**SET PROBLEM:** Write out exactly the lines below that run from the line containing "Can you find the window sill?" through the last line of the records.

**EXTRACTED RECORDS:**
■ ■ ■ ■ ■
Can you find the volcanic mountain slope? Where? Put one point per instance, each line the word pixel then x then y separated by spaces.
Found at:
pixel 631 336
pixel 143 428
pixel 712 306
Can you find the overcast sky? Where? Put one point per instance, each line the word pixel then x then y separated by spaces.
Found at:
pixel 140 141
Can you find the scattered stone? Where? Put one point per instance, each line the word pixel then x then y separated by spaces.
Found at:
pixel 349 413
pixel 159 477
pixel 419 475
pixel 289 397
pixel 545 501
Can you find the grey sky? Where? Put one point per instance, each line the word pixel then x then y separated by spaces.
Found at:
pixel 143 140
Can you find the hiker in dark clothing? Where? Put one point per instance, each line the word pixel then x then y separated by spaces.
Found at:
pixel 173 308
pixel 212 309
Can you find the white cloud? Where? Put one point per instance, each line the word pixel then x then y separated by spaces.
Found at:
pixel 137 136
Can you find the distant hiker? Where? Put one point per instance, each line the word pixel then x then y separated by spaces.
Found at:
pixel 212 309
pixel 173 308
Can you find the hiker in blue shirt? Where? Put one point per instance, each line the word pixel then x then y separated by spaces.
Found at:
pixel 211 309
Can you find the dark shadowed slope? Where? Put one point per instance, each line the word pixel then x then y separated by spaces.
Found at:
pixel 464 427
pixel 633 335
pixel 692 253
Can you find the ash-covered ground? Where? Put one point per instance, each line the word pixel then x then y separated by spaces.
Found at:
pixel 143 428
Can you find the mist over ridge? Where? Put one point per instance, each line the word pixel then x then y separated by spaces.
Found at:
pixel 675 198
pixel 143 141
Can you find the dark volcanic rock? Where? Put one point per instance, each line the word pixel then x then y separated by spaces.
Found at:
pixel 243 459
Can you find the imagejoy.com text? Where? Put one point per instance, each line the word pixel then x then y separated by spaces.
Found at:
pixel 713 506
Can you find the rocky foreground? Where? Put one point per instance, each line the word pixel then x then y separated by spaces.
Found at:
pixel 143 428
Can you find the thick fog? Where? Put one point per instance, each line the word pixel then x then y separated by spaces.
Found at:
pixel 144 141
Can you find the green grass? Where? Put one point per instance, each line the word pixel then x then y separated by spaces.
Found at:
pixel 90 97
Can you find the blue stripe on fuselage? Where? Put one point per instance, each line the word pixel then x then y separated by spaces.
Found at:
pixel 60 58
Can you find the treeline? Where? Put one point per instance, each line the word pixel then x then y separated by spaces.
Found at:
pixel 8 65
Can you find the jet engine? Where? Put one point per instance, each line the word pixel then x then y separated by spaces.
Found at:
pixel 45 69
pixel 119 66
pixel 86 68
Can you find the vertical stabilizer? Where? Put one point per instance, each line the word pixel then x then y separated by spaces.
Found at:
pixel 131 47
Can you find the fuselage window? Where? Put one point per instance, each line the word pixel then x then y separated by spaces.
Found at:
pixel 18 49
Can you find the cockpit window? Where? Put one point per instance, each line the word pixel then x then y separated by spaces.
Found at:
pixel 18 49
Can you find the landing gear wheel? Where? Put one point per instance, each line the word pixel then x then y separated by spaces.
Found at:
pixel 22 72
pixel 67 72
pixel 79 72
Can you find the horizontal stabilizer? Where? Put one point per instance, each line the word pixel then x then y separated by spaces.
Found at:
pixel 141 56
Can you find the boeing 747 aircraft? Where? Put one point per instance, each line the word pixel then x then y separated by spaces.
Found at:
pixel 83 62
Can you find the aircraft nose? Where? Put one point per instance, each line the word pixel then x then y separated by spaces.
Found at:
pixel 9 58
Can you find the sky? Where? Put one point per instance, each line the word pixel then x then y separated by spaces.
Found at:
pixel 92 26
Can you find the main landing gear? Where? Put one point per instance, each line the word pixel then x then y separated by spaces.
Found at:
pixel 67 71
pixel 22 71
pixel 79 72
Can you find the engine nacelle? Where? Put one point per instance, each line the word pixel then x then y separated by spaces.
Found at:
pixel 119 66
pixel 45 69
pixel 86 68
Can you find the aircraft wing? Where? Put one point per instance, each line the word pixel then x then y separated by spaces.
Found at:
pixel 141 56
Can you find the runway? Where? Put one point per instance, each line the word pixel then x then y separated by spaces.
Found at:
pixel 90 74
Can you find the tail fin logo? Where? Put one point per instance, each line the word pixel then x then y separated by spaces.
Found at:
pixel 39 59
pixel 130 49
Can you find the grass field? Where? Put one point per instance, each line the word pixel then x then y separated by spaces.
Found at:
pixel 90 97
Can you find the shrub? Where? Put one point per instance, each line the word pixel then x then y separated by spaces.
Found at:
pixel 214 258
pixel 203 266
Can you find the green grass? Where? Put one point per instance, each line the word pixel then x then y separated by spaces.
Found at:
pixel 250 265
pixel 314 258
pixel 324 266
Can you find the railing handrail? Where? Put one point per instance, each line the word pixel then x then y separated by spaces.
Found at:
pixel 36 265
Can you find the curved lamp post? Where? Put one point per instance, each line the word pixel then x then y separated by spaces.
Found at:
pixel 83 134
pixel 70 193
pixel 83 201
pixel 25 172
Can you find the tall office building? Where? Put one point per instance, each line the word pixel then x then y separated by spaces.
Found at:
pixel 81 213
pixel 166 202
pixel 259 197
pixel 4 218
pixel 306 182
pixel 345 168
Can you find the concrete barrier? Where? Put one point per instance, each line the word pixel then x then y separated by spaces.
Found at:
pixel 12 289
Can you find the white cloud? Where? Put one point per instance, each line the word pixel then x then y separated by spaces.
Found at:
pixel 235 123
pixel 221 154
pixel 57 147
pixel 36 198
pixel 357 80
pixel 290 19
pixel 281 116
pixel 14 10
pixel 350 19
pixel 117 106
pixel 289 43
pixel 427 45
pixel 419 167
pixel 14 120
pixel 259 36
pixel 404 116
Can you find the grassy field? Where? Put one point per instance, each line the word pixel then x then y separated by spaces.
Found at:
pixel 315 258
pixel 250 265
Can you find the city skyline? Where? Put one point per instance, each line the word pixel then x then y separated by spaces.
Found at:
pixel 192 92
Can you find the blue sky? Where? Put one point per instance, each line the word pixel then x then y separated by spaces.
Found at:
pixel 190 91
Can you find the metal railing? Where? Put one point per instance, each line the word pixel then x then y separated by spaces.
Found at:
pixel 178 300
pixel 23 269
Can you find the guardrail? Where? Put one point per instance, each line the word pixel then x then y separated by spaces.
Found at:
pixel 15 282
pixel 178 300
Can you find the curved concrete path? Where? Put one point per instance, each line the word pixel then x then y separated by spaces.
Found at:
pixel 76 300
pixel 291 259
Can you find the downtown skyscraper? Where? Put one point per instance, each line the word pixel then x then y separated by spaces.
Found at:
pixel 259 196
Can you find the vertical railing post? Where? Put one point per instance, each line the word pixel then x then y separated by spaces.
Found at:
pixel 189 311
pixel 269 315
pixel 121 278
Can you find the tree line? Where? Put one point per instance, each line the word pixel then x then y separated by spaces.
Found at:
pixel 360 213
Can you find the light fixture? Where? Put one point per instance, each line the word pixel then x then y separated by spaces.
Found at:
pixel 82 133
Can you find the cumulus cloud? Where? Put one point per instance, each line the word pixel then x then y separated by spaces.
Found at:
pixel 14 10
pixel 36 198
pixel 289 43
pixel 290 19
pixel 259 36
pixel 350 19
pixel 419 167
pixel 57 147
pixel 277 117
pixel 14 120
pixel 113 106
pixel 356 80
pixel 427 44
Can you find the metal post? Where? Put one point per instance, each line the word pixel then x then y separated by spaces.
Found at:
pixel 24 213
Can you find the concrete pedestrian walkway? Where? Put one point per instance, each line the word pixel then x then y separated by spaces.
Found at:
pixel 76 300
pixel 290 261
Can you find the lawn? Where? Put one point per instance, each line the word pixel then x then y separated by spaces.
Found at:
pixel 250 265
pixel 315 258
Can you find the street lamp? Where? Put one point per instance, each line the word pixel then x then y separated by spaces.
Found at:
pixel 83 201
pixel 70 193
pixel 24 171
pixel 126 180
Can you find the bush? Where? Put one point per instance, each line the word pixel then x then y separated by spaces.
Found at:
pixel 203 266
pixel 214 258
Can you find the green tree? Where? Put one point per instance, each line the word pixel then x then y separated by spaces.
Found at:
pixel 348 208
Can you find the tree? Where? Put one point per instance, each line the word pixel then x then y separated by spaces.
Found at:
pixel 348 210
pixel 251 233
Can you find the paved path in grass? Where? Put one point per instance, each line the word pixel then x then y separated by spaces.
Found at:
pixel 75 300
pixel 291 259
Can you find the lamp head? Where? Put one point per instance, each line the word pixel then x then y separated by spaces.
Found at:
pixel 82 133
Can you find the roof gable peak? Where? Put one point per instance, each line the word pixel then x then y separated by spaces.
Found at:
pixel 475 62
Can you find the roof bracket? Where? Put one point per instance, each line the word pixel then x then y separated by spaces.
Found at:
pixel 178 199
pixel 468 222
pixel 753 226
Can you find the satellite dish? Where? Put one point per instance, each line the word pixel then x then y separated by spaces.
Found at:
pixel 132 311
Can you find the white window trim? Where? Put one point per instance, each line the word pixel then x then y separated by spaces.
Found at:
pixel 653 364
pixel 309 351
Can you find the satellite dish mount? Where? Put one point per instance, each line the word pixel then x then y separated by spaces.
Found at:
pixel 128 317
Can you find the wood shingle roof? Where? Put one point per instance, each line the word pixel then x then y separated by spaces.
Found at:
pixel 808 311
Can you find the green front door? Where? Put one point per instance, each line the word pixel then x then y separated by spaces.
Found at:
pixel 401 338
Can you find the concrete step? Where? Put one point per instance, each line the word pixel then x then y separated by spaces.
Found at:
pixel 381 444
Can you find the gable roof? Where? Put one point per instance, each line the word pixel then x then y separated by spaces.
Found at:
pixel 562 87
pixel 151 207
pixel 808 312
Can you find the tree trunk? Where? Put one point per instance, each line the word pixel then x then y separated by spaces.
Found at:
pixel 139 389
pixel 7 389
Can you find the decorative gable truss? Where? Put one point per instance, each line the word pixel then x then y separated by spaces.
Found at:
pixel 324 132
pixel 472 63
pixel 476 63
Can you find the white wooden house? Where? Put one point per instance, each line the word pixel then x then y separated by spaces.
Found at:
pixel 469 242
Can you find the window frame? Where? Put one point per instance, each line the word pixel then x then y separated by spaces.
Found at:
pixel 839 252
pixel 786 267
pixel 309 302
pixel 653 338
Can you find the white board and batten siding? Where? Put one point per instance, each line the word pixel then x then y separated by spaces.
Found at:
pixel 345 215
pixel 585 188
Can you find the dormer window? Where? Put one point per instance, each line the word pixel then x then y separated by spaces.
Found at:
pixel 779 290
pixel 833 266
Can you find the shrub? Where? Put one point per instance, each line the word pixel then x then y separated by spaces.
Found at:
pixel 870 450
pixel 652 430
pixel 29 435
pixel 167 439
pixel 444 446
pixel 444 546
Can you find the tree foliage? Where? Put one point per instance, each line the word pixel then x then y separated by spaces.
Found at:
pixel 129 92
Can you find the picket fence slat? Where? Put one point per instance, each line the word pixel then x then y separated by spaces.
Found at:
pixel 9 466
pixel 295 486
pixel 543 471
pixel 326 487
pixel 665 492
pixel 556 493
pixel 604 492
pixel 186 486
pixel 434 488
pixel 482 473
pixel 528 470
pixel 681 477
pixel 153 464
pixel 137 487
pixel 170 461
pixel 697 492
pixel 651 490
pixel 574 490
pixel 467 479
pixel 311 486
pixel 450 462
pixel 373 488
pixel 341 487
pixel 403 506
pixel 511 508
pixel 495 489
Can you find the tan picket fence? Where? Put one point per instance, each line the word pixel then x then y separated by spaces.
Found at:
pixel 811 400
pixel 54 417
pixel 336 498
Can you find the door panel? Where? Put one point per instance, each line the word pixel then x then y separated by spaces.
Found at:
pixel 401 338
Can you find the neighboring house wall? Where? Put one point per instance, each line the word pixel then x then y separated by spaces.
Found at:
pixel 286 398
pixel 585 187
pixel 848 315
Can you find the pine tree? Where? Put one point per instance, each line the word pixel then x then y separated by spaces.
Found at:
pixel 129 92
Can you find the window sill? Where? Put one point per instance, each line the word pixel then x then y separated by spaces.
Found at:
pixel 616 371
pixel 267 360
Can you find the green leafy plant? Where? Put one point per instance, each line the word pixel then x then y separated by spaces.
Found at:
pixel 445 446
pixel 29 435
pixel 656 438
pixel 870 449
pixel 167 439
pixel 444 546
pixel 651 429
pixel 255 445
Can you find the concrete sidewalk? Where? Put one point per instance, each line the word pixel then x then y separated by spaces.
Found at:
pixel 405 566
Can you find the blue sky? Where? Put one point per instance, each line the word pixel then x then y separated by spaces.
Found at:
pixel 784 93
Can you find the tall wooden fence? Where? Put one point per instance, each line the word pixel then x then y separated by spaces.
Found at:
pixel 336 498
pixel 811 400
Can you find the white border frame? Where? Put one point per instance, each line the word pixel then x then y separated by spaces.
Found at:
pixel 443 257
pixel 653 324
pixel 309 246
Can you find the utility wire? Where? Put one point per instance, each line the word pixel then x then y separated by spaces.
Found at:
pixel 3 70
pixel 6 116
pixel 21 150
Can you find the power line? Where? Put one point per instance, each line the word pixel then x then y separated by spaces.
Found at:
■ ■ ■ ■ ■
**RESPONSE BELOW:**
Can you find the window sill? Where? Put one point per instance, each line the word pixel then x then y separated by spaces.
Found at:
pixel 616 371
pixel 267 360
Can you find the green leafy plant? Where? Put one point per instance, each line the word pixel then x then y separated by spaces.
Found at:
pixel 445 446
pixel 29 435
pixel 656 438
pixel 870 449
pixel 167 439
pixel 444 546
pixel 651 429
pixel 255 445
Can you find the concrete sidewalk? Where? Put one point per instance, each line the word pixel then x then y separated by spaces.
Found at:
pixel 405 566
Can you find the blue sky? Where? Put one point per instance, each line the word pixel then x then y separated by spaces.
Found at:
pixel 784 93
Can you find the tall wooden fence? Where? Put one point per instance, each line the word pixel then x then y separated by spaces.
Found at:
pixel 336 498
pixel 811 400
Can you find the white border frame? Where? Put one point per instance, each line the word pixel then x then y separated by spaces.
Found at:
pixel 443 257
pixel 653 324
pixel 309 246
Can you find the utility wire? Where? Put one point per instance, each line the word pixel then x then y separated by spaces.
Found at:
pixel 3 70
pixel 6 116
pixel 21 150
Can you find the power line? Where? Put one point per instance, each line the word pixel then x then y separated by spaces.
Found at:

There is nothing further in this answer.